### EXERCISE INSTRUCTIONS
Write out the material again, starting with the line with "I would be grateful if you could indicate the woman's eyebrow" and going on through the end of the material, requests included. Multiply every coordinate in the answers by 0.4 and round to whole numbers, halves up, leaving the numbers in the requests and their format samples as they are.

══ DATASET RECORDS ══

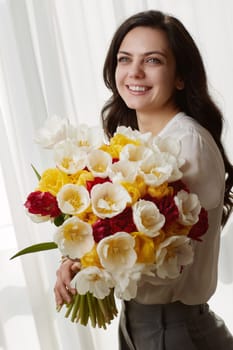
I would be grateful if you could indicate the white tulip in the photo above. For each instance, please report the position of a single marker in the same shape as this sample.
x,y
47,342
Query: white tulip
x,y
74,238
94,280
73,199
109,199
155,170
172,254
117,252
126,282
69,158
123,171
99,163
54,130
147,218
189,207
89,137
135,154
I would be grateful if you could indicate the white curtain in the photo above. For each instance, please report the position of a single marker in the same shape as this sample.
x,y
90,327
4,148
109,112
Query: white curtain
x,y
51,58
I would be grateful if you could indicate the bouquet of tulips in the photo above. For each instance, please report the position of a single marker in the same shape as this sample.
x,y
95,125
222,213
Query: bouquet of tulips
x,y
120,207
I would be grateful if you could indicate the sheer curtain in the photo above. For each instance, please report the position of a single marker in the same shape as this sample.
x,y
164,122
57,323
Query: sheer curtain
x,y
51,58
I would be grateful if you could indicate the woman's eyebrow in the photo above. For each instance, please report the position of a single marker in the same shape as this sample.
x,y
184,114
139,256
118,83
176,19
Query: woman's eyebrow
x,y
145,53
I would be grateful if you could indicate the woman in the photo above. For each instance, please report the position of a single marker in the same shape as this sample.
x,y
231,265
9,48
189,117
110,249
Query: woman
x,y
158,84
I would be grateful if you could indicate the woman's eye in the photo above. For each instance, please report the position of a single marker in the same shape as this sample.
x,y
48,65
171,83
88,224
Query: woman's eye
x,y
123,59
153,60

═══

### EXERCISE OUTPUT
I would be grateful if you could indicate the woman's eyebrow in the photo above. For each instance, please report the position of a single marker in the same shape as this sample.
x,y
184,114
139,256
118,83
176,19
Query: woman's eyebrow
x,y
58,21
I would be grateful if you could indicate the woman in the photo above. For each instance, please report the position of a single marker in the same shape as this sample.
x,y
231,265
9,48
189,117
110,249
Query: woman
x,y
63,34
I would be grateful if you could indicate the woman's eye in the photo above. For each instance, please report the position of a single marker in the same shape as this sample.
x,y
48,65
171,83
88,224
Query: woman's eye
x,y
49,24
61,24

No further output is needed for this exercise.